▸ Excerpted passage
================================

Tuesday, November 3, 2015

For many at one Lexington poll, the choice was between an experienced officeholder and a shake-it-up outsider

By Al Cross
University of Kentucky School of Journalism and Telecommunications

For many voters at the polls at St. Luke’s United Methodist Church at Alumni Drive and New Circle Road in Lexington, the choice in today's election for governor was between an experienced politician who knows how to get things done in Frankfort and an outsider who wants to shake it up.

“I didn’t feel like we had much of a choice, but I thought we needed a change,” said Mary Lynne Lovingood, 66, a retired chemistry teacher who voted for Republican Matt Bevin. “I’m tired of the atmosphere of everything.”

Several voters said they favored Democratic Attorney General Jack Conway because of his eight years as attorney general.

“I feel like Conway can do a better job because he is a Kentucky guy who’s been in politics for a while,” said Paul Jenkins, 48, a registered Republican who has a small manufacturing company.

Retired architect Michael Schenck, 65, said Bevin “seems to be smarter” than Conway “but he doesn’t have the experience. . . . I don’t know how much support he would have in Frankfort.” Schenck said he typically votes Democratic.

Therapist and yoga instructor Toni Reiss, 63, who described herself as an independent Democrat, said she voted for Conway because she didn’t think Bevin “has the interests of the everyday people in mind” because of his positions on education and health care, “which is what we pay our taxes for.” Also, she said, “He seems to be quick-tempered, not one prone to conversations and problem-solving through shared ideas.”

Some voters said they couldn’t trust Bevin. Veterinarian Patricia Davis, 31, said she mostly votes Democratic and didn’t consider Bevin because “I don’t find him trustworthy at all for a governor.”

Pamela Mathis-yon, 73,a retired family therapist who said she is a registered Democrat but “sort of a Republican,” said she couldn’t vote for Bevin because he hasn’t always paid his taxes on time. “Anybody that doesn’t pay their taxes . . . that totally turned me off.”

================================

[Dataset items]
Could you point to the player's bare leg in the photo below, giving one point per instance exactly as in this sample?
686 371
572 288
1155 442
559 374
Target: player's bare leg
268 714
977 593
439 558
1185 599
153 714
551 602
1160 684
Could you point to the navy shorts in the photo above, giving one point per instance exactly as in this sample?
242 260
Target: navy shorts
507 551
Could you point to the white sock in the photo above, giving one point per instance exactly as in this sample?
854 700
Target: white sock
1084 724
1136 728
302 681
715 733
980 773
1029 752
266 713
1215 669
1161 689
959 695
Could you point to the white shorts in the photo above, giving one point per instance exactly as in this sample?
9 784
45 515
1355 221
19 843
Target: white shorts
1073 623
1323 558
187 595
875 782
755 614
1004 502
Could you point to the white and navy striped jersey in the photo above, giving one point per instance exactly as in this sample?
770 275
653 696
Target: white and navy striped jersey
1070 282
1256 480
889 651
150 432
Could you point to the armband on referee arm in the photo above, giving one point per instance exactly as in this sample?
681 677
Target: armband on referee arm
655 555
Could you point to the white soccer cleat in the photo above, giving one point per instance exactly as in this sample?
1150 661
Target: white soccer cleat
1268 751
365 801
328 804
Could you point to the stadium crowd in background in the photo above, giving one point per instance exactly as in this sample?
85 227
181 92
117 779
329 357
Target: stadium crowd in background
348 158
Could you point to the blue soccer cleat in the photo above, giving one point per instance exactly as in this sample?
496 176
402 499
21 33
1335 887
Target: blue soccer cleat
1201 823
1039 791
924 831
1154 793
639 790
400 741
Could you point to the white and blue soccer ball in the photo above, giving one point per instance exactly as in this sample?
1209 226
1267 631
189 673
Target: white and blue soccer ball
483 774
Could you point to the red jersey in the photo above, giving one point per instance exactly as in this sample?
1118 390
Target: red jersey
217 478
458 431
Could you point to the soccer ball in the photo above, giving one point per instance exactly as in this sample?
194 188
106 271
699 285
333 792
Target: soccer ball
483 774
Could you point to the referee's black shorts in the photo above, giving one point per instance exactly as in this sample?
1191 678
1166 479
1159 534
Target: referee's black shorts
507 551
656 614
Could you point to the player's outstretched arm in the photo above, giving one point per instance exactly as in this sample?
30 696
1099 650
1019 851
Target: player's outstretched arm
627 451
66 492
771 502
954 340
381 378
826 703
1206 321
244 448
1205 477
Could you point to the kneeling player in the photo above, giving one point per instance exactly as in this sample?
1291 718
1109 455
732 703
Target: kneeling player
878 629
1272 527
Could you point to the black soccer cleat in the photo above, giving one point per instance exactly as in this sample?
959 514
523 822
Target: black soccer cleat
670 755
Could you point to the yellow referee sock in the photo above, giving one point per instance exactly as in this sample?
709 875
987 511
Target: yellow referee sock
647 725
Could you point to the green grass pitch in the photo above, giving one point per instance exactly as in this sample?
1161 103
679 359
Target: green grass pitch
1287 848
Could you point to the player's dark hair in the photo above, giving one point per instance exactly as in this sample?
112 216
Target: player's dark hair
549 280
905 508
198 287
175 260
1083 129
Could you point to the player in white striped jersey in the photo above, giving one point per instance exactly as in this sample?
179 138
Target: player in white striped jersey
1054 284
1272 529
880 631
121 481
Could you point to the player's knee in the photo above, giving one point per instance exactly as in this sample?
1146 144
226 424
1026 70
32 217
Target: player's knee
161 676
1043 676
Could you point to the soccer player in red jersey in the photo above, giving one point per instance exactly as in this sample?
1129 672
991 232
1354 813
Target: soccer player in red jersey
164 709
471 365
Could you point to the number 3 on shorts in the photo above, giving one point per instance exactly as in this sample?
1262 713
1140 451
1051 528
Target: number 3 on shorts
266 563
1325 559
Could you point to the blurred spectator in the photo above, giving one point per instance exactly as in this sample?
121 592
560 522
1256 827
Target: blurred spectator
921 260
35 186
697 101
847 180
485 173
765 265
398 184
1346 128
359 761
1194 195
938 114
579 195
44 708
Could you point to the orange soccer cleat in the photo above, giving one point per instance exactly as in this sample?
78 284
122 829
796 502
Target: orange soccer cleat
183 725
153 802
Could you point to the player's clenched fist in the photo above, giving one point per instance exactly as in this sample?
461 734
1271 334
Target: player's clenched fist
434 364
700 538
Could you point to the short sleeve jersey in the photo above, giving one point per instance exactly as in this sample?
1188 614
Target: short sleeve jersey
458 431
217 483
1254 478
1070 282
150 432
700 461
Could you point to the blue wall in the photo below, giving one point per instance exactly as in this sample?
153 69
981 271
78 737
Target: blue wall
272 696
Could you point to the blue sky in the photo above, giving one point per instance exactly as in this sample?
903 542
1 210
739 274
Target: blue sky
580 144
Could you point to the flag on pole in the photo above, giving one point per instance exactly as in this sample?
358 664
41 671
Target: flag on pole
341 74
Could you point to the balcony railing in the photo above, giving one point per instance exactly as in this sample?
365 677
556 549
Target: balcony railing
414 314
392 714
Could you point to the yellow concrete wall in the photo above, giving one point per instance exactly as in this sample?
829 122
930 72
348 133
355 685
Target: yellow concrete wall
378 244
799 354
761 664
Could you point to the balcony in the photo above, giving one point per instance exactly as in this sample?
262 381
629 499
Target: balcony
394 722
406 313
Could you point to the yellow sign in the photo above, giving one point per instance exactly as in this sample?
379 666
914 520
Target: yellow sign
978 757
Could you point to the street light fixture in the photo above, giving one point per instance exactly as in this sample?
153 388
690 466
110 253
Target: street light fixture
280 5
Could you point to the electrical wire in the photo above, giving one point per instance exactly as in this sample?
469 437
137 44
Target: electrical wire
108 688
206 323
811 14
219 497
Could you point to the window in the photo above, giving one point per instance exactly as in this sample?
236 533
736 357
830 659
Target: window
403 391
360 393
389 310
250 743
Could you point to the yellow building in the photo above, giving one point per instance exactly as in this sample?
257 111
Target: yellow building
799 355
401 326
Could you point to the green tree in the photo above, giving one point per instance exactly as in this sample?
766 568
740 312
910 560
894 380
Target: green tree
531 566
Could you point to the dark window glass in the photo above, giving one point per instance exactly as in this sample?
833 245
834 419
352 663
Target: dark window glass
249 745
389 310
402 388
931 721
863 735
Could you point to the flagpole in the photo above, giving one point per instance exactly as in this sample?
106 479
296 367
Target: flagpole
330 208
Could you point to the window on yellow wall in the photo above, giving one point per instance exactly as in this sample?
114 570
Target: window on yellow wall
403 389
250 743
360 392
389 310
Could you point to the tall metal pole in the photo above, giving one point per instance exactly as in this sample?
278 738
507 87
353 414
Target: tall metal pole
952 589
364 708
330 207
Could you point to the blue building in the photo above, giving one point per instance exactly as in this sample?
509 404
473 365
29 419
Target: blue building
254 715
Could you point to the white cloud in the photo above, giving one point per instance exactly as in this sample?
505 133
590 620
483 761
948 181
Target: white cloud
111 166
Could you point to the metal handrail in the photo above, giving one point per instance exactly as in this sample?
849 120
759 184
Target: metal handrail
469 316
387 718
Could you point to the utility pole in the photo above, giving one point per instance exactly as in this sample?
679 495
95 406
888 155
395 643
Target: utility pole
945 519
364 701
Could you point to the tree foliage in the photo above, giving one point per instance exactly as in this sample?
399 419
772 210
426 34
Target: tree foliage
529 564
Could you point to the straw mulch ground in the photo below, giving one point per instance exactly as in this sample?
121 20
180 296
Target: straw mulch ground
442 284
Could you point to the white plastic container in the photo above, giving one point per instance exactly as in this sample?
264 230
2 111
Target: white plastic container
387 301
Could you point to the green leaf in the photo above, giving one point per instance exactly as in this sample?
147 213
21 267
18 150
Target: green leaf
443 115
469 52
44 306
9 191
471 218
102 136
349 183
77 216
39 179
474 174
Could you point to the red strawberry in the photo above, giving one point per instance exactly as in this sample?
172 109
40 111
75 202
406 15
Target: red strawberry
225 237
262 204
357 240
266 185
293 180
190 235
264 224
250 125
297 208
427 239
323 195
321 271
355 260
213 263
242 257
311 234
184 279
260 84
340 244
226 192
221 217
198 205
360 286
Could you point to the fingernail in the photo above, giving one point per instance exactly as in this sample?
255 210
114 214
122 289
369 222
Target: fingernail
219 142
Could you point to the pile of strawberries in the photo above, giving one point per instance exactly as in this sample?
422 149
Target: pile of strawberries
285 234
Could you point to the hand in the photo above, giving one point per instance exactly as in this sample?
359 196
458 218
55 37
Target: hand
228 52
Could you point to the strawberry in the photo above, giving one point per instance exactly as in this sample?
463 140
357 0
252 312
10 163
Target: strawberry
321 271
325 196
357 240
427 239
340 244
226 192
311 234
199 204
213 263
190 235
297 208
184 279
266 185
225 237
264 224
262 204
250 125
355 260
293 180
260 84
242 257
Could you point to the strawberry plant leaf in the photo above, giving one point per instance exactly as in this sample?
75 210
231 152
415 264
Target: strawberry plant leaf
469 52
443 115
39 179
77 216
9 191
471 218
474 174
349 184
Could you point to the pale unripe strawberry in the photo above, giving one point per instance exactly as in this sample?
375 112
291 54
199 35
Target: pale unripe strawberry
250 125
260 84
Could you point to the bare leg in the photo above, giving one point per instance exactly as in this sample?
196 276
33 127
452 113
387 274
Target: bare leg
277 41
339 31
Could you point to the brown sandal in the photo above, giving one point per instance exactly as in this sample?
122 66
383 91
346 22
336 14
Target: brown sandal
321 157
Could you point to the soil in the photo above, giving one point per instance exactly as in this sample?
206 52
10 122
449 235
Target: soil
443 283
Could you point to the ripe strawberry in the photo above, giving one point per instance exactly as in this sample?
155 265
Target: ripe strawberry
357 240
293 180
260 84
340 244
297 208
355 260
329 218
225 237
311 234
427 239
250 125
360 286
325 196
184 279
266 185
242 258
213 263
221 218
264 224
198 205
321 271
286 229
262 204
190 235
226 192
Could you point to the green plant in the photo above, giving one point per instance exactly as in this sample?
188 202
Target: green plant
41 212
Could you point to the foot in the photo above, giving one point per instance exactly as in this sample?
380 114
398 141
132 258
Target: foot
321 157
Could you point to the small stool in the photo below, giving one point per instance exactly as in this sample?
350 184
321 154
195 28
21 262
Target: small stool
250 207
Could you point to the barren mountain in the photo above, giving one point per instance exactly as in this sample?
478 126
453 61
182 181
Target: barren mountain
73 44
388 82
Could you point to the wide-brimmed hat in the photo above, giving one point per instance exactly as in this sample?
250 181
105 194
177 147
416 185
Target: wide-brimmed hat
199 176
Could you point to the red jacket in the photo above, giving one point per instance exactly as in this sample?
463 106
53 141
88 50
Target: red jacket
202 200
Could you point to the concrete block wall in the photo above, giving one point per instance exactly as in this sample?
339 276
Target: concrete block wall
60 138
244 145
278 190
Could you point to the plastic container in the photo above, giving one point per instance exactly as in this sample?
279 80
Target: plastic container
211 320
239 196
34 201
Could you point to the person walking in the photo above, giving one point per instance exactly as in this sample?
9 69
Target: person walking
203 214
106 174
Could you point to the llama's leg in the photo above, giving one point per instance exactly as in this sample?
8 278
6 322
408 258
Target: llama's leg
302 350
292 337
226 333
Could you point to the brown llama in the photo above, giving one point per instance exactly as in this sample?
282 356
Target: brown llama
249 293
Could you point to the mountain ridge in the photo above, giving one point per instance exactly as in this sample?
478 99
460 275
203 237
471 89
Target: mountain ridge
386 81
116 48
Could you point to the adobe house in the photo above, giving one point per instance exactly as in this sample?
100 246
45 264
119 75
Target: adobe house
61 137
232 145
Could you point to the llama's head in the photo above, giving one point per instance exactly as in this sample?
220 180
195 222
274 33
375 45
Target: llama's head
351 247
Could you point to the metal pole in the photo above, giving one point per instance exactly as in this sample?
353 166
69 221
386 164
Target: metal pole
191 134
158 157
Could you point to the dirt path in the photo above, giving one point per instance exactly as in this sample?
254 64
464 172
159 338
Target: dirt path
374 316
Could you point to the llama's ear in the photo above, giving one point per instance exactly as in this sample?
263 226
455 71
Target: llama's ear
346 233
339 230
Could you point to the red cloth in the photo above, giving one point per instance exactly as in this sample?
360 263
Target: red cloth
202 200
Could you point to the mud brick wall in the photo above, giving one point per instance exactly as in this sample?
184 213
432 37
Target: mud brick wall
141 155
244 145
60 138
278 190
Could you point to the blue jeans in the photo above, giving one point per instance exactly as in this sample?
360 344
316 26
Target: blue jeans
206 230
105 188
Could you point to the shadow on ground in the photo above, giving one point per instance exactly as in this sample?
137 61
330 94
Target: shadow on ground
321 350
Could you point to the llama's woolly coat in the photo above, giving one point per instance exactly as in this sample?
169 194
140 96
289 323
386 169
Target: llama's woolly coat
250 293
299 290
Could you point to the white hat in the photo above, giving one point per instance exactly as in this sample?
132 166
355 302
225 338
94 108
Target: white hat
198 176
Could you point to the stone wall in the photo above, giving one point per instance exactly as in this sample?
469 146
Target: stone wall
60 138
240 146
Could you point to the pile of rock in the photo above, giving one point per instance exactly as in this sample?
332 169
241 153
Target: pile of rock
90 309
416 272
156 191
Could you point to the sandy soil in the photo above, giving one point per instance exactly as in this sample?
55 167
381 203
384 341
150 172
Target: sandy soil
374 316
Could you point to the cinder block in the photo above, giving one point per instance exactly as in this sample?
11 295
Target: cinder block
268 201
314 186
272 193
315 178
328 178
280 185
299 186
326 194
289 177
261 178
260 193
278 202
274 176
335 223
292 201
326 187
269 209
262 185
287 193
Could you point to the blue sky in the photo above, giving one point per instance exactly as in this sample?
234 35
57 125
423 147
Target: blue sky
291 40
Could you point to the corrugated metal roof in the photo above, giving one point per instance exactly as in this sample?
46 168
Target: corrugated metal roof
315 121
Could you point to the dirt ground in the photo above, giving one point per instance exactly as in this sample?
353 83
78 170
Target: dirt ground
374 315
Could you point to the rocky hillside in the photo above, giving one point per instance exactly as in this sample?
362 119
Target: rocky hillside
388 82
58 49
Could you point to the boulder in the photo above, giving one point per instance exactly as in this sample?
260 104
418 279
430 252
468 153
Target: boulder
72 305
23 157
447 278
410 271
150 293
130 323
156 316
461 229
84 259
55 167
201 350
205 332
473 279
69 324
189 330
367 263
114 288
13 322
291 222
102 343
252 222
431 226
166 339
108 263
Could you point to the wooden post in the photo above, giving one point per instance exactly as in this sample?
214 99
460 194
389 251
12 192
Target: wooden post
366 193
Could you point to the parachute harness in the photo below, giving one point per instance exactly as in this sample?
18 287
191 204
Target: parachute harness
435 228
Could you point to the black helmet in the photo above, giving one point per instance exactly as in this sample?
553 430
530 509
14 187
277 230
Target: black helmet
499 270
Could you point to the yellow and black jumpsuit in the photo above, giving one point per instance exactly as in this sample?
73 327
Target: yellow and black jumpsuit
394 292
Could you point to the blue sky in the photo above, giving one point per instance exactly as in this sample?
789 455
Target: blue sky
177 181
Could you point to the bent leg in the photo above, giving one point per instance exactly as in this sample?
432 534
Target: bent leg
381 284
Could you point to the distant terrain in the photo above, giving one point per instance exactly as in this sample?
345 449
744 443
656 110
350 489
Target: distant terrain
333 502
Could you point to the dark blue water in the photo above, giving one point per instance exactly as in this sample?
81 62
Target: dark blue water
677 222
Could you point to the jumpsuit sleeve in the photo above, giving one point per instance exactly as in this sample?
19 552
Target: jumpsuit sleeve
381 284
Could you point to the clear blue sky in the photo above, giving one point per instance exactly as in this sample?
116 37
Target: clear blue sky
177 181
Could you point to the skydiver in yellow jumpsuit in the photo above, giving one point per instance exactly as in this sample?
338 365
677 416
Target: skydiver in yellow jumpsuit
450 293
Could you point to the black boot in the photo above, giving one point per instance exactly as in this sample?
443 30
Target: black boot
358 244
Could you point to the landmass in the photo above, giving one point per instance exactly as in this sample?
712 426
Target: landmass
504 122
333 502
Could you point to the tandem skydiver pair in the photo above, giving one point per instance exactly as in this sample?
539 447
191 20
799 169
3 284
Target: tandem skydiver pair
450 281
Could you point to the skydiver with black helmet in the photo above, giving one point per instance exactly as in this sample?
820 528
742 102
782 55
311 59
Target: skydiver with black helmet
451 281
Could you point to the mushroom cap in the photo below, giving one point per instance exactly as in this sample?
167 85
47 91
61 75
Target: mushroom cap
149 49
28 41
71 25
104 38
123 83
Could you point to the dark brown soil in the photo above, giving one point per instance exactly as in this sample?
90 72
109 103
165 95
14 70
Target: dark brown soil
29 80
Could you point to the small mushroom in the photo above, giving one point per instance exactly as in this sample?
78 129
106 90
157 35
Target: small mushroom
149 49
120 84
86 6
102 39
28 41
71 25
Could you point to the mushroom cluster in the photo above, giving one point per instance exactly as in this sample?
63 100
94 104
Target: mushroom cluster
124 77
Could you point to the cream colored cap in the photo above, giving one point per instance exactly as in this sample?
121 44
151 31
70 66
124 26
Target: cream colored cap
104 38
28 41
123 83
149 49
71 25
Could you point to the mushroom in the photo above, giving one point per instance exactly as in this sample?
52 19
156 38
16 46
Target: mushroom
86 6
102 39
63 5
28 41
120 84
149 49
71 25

================================

▸ Exercise requirements
• 1. In the Lexington poll story, what reason did Pamela Mathis-yon give for being unable to vote for Bevin?
• 2. Write the next few paragraphs of the Lexington poll story, picking up after its final sentence.

▸ Answers to the tasks
• 1. She said he hasn't always paid his taxes on time.

• 2.
However, the tax questions didn’t bother retired bookkeeper Sheila Hein, 74. “I got so tired of hearing about the tax thing,” she said. “If you’re in business, you always pay the penalty and pay your taxes late.”

Hein said she was going to vote for Conway but “He started getting smirky” and “I couldn’t take those negative ads anymore.”

Her husband, Republican and retired tire dealer Bernard Hein, 73, said he voted for Bevin because “Conway crucified him” and didn’t say enough good about his own record.

C.R. Gash, 40, said he usually votes Democratic but voted for Bevin because the Democratic administration of Gov. Steve Beshear forced him to increase wages of his home-health employees. He said he was planning to vote for independent Drew Curtis, but didn’t want to waste his vote. “I’ll probably vote Democratic next time, because it’ll swing too far to the right and I’ll say, ‘Why did I do that?””

Curtis drew some votes from people unhappy with the political system or the other candidates.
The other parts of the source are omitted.